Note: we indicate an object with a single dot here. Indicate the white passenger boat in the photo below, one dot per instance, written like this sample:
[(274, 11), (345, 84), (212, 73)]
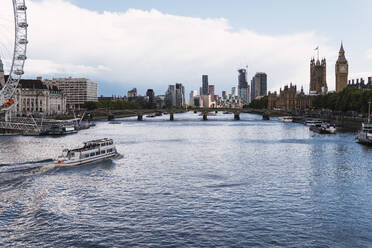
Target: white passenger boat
[(324, 128), (285, 119), (92, 151), (313, 122)]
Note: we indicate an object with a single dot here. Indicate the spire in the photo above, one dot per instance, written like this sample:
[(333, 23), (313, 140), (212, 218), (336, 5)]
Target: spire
[(1, 65), (342, 48), (341, 54)]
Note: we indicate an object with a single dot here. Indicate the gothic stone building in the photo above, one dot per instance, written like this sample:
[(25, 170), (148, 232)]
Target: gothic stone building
[(342, 70), (289, 99), (318, 77)]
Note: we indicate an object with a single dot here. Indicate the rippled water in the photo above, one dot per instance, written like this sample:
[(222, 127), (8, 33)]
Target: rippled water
[(190, 183)]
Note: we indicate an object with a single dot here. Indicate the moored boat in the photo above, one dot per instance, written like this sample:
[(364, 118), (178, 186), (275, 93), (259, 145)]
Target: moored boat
[(313, 122), (285, 119), (324, 128), (365, 135), (92, 151)]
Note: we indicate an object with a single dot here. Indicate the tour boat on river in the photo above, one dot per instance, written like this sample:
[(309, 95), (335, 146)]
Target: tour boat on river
[(92, 151), (285, 119), (324, 128), (365, 135)]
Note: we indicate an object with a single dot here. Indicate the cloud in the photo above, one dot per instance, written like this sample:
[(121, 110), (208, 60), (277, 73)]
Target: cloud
[(369, 54), (151, 49)]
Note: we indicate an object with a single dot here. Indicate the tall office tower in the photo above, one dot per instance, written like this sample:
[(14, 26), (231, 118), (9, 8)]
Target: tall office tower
[(211, 91), (2, 80), (192, 96), (151, 94), (180, 95), (170, 96), (234, 91), (342, 70), (224, 94), (243, 87), (205, 87)]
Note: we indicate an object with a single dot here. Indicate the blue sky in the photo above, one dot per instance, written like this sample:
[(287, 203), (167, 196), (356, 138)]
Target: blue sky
[(337, 20), (153, 43)]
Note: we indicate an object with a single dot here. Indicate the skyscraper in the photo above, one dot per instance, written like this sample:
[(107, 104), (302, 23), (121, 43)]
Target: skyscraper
[(180, 95), (205, 88), (211, 91), (151, 94), (2, 81), (192, 96), (234, 91), (243, 87), (170, 96)]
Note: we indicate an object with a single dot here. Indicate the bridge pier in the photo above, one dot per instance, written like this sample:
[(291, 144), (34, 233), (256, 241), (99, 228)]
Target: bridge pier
[(237, 116), (205, 116)]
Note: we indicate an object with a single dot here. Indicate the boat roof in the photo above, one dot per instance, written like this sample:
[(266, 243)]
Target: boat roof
[(99, 141)]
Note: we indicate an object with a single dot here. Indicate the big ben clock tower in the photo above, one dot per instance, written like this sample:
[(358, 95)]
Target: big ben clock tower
[(342, 70)]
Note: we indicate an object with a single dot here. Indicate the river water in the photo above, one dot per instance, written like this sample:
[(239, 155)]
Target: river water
[(190, 183)]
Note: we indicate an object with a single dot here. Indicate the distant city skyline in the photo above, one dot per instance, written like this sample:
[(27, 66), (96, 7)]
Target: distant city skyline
[(152, 44)]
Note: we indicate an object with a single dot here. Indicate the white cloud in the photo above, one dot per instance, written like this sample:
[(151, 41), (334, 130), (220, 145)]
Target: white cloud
[(152, 49), (369, 54)]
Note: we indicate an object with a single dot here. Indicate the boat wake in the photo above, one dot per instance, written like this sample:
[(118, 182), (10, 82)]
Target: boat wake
[(17, 173), (27, 163)]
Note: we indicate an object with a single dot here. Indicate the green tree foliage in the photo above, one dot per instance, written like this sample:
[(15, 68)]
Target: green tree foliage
[(350, 99), (259, 103)]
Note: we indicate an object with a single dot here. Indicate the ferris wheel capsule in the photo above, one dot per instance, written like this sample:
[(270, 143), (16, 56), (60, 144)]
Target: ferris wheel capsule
[(16, 71), (23, 41), (23, 25), (22, 7), (22, 57), (19, 72)]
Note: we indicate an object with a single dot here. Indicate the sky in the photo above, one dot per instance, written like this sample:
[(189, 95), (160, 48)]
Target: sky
[(121, 44)]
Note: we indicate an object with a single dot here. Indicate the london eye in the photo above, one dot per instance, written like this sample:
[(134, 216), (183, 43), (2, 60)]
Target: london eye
[(17, 62)]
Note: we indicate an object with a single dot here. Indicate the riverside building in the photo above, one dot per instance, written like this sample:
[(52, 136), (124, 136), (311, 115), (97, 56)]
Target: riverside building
[(289, 99), (36, 98), (77, 90), (259, 85), (318, 77), (342, 70), (243, 87)]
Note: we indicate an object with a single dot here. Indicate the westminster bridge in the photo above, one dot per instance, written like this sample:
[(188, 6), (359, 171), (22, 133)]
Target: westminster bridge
[(204, 112)]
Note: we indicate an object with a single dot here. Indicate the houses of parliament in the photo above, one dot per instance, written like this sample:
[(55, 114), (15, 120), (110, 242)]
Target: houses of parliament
[(291, 99)]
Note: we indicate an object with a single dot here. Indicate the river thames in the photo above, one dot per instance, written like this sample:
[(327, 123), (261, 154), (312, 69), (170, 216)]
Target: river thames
[(190, 183)]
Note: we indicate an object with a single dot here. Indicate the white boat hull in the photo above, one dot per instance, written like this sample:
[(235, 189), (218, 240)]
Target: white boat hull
[(86, 161)]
◇ ◇ ◇
Work to be completed: Extract verbatim every line of the records from the line containing "Indicate the london" through the final line of the records, and include both of those lines.

Answer for the task:
Note: we indicate an object with a single dot here. Indicate the london eye in the photo above, one dot per instance, written like this sample:
[(134, 216), (183, 43), (2, 60)]
Target: london eye
[(17, 62)]
Note: we indicate an object with a single dot here. Indicate the riverside building in the photo above, one dot per instance, written like this sample:
[(52, 136), (124, 136), (311, 115), (97, 56)]
Target: riverside building
[(289, 99), (36, 98), (77, 90), (259, 85), (318, 77), (342, 70), (243, 87)]
Note: we indicate an object with a single dot here. Indicate the westminster bridge in the photo above, one dot per instance, written like this sample:
[(188, 6), (359, 171), (22, 133)]
Target: westminster bridge
[(204, 112)]
Note: we indicate an object with a single dot here. Indicate the houses of parliament in the photo above, one dot per instance, written like this sample:
[(55, 114), (15, 120), (110, 242)]
Target: houses of parliament
[(291, 99)]
Note: we indicate an object with a single dot here. Indicate the river thames in the photo above, one dot per instance, written like this sample:
[(327, 123), (261, 154), (312, 69), (170, 216)]
Target: river thames
[(190, 183)]
Note: we indicate an object with a single dot here. Indicate the white boat hull in the photo above, one dot per instance, written like this sample:
[(235, 189), (218, 240)]
Target: white boat hull
[(86, 161)]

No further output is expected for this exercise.